» Given request
Report only the number of lines in the material below that contain the word "road". Case counts.

» Available data
— Begin —
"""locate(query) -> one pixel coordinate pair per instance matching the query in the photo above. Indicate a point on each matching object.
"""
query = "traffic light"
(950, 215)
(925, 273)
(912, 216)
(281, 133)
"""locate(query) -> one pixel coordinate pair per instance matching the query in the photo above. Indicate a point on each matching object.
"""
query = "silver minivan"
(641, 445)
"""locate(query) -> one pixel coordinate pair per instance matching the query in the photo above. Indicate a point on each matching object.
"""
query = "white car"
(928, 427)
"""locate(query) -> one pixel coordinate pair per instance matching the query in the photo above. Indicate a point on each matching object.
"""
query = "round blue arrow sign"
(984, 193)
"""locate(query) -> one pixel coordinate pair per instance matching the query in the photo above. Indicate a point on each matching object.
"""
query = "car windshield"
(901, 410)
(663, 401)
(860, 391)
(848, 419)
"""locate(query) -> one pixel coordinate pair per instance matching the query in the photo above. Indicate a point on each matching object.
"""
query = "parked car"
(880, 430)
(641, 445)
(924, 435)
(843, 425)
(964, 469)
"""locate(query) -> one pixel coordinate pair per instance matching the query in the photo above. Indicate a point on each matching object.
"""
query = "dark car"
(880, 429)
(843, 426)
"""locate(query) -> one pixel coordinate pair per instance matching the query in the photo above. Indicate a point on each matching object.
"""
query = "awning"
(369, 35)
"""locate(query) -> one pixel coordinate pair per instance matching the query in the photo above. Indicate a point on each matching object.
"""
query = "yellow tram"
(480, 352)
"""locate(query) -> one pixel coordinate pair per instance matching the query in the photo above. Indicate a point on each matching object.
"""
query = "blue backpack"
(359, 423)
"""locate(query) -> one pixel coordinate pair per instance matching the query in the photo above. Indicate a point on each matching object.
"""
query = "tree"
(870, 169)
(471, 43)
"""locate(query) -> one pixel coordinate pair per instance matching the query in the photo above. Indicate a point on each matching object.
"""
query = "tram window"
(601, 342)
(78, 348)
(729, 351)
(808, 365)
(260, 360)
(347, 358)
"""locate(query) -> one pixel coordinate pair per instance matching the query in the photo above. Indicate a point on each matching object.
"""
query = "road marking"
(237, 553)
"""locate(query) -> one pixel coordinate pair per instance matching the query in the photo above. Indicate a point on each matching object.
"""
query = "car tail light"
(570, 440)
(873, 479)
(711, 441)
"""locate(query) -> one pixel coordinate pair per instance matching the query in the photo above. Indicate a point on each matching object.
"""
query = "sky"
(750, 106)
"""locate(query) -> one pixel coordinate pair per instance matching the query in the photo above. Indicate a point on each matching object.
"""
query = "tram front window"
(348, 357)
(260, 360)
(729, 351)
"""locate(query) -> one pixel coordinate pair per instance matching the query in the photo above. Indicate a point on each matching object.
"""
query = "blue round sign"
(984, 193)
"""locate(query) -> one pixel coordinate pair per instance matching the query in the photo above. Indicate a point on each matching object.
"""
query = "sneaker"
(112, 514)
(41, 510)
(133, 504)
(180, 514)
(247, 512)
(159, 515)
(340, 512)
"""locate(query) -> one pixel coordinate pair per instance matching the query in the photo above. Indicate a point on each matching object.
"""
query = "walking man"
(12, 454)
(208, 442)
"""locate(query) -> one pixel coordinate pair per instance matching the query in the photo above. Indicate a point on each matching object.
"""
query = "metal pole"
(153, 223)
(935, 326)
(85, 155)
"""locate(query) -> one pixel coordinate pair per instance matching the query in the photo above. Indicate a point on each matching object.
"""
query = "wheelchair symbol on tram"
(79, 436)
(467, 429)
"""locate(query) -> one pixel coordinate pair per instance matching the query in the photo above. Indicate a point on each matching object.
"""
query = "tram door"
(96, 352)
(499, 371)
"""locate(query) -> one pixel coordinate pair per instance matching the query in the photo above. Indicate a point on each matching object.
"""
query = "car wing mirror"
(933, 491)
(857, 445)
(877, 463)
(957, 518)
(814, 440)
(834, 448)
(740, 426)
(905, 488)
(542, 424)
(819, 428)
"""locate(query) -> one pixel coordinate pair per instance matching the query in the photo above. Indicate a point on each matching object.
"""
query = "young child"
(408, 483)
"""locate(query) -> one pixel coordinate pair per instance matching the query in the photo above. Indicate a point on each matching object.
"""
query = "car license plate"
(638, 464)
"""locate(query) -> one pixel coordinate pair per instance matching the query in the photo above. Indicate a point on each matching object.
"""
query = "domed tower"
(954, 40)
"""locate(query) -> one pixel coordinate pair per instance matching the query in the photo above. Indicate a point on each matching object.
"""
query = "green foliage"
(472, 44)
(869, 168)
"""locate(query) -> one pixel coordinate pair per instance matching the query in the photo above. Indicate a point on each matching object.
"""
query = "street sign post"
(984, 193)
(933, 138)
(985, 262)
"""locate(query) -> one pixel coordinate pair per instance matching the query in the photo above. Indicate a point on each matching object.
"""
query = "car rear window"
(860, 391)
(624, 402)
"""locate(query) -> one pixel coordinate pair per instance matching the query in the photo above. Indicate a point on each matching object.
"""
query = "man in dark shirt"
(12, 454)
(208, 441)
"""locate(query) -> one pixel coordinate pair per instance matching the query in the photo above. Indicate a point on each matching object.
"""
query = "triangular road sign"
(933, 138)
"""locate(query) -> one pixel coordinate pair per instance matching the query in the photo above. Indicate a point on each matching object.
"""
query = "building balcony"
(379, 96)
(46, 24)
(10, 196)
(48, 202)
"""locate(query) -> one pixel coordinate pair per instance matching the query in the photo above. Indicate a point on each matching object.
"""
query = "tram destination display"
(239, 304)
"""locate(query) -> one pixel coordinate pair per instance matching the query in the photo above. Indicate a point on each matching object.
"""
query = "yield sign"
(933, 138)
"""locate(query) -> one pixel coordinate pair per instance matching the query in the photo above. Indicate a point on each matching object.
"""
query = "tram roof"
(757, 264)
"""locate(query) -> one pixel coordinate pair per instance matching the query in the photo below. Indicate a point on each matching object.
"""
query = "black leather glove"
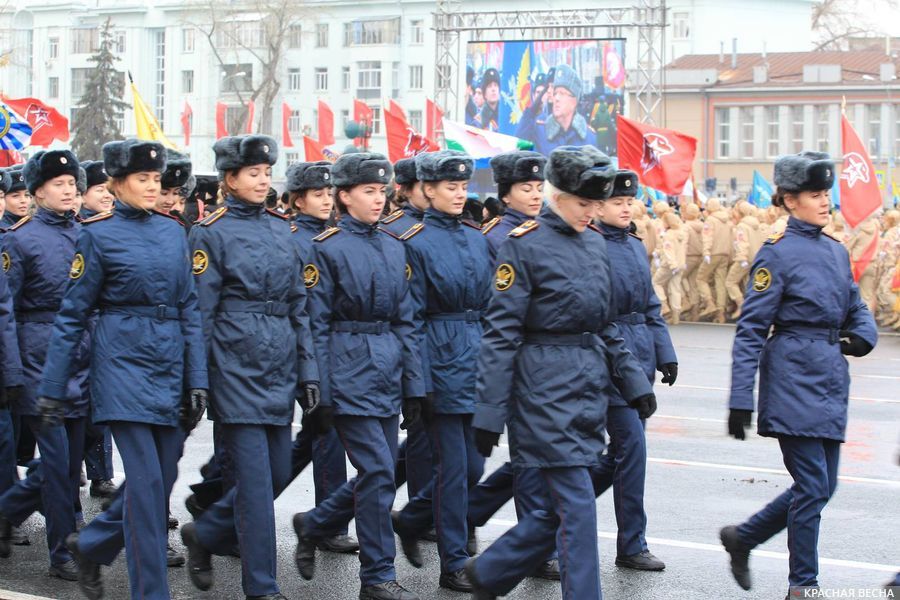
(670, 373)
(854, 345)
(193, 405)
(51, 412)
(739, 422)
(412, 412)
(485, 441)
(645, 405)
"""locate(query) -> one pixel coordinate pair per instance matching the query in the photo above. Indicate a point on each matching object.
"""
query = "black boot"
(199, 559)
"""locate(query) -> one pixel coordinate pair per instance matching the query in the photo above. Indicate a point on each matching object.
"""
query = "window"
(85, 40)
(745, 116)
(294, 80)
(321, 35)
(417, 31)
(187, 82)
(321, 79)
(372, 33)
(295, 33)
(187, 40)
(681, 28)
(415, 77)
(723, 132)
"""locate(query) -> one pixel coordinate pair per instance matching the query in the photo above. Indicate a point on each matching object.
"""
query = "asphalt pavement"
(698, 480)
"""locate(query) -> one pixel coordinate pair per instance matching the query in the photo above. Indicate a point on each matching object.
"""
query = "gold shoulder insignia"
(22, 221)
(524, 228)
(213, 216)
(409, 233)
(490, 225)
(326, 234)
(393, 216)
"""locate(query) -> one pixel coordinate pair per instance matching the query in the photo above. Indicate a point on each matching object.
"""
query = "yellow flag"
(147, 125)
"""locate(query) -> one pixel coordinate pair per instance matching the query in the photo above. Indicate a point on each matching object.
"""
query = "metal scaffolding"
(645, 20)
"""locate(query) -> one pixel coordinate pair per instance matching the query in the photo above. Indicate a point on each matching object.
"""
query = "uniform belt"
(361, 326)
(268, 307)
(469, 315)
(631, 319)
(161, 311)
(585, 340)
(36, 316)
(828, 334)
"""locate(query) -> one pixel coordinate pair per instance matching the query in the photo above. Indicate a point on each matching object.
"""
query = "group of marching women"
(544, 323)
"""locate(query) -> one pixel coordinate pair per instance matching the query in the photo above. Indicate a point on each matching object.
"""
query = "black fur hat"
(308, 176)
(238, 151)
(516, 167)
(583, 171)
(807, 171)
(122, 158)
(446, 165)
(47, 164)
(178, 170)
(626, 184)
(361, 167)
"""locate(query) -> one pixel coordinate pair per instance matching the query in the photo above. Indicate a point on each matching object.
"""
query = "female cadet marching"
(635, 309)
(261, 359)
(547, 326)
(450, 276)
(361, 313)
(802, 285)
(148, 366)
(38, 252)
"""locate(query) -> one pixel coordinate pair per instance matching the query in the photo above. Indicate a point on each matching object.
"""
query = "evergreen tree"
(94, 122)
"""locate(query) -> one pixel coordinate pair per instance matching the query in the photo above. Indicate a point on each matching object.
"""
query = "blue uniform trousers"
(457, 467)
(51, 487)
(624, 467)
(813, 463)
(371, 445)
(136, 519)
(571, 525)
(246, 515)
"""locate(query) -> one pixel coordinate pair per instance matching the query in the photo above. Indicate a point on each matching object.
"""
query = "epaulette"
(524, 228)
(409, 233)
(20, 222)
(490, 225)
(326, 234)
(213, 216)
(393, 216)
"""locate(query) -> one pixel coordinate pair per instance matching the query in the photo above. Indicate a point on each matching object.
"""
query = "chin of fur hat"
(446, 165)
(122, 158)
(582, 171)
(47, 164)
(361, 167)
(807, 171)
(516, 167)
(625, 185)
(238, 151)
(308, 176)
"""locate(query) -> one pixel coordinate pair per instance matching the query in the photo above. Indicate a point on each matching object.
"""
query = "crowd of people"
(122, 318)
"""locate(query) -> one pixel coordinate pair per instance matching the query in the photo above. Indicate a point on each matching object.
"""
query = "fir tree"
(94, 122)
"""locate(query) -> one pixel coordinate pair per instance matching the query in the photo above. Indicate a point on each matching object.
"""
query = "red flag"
— End —
— Begin —
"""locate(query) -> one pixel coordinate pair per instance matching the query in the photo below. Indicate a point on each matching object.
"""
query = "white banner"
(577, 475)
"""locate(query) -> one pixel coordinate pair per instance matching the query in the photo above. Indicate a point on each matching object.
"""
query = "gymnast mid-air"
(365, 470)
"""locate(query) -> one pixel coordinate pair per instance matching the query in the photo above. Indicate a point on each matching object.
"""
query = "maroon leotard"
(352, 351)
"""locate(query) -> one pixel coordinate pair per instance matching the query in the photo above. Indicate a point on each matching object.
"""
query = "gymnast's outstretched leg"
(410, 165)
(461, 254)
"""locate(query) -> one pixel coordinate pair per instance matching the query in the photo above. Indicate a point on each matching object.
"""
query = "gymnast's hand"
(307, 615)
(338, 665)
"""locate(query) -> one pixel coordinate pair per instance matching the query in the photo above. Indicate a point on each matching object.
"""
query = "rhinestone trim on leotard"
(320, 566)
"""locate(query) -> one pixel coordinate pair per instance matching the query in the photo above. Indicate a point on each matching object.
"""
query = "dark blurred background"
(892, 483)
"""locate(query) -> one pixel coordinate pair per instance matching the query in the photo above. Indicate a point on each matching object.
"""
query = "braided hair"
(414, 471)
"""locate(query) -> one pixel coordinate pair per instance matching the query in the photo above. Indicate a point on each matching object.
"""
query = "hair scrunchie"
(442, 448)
— End —
— Begin —
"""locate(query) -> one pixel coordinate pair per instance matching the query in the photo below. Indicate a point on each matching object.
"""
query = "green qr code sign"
— End —
» The answer
2